(Coordinate annotation listing)
· · · · ·

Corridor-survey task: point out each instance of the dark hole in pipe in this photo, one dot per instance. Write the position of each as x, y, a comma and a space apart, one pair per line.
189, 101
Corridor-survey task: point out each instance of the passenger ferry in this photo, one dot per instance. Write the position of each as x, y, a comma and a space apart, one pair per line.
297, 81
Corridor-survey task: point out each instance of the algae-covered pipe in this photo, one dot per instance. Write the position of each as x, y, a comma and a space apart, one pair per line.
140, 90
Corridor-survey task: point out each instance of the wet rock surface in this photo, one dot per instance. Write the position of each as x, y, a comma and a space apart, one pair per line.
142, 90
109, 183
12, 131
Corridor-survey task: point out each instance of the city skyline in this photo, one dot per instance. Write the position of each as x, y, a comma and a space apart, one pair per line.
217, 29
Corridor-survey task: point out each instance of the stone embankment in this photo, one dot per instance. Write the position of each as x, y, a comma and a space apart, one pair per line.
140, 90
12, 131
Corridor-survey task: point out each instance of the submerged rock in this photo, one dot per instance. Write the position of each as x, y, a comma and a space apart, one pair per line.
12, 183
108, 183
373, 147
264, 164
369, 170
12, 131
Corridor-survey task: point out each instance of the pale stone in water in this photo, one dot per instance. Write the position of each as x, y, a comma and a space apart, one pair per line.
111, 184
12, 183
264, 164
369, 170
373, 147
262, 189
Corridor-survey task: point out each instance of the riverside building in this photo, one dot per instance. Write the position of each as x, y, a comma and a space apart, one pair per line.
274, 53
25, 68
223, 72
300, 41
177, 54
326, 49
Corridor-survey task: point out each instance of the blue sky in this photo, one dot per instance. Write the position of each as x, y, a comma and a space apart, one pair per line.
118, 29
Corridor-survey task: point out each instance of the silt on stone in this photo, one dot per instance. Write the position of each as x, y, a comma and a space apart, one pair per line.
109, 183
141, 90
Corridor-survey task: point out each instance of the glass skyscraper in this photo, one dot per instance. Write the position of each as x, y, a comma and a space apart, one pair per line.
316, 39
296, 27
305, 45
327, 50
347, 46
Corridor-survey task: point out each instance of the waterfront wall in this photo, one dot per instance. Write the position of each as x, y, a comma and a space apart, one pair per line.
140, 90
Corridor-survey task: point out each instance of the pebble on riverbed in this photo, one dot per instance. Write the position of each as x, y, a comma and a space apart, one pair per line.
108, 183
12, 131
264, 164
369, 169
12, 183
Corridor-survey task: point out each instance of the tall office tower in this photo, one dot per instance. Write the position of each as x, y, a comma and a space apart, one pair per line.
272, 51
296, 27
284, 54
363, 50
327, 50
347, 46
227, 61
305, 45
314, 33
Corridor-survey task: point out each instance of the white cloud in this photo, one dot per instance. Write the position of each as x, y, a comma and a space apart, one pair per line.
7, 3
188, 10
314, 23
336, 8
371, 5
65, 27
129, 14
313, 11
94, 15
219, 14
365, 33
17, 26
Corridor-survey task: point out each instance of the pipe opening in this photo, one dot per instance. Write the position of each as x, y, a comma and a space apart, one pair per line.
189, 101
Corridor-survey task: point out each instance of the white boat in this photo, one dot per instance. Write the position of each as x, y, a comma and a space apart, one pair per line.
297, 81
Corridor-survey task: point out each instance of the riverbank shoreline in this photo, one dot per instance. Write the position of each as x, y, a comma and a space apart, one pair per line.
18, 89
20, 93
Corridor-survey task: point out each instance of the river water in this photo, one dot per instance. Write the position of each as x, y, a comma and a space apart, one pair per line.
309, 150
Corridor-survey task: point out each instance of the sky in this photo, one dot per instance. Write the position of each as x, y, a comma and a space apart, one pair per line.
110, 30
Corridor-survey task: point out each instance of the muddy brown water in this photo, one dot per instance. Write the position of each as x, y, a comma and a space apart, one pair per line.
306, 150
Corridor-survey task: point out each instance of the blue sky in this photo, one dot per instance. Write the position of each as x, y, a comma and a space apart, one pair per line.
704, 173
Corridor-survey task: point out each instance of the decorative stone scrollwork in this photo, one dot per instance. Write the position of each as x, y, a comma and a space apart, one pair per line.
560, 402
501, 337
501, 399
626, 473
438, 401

· · · · ·

TO BE DONE
Rewrite the stretch of the listing from the line containing "Corridor-survey task: point out each instance of the river water" through the end of the listing, renaming "Corridor-survey task" to "Corridor-inspection task" and leaving everything else unchanged.

FINAL ANSWER
Corridor-inspection task: point out each instance of the river water in this photo, one dot per instance. Write the position of each as x, y, a comma and a space apart, one pair per line.
309, 150
Corridor-inspection task: point out each instance of the sky in this photo, one dot per instance. Write the position of each as x, y, a comma and a space apart, one pair per line.
110, 30
Corridor-inspection task: point out each instance of the muddy brown water in this photo, one dot per instance. Write the position of each as x, y, a comma and a space apart, one pair per line.
306, 150
Corridor-inspection task: point out each instance of the blue sky in this photo, one dot per instance. Write the position of each as x, y, a comma and a space apart, one pair per line.
704, 173
Corridor-inspection task: point out each instance of the decorative stone scrollwork in this photo, one dot per instance. Write the position of each as x, y, a comma and a space apart, one pair per line.
560, 402
501, 337
501, 399
626, 473
438, 401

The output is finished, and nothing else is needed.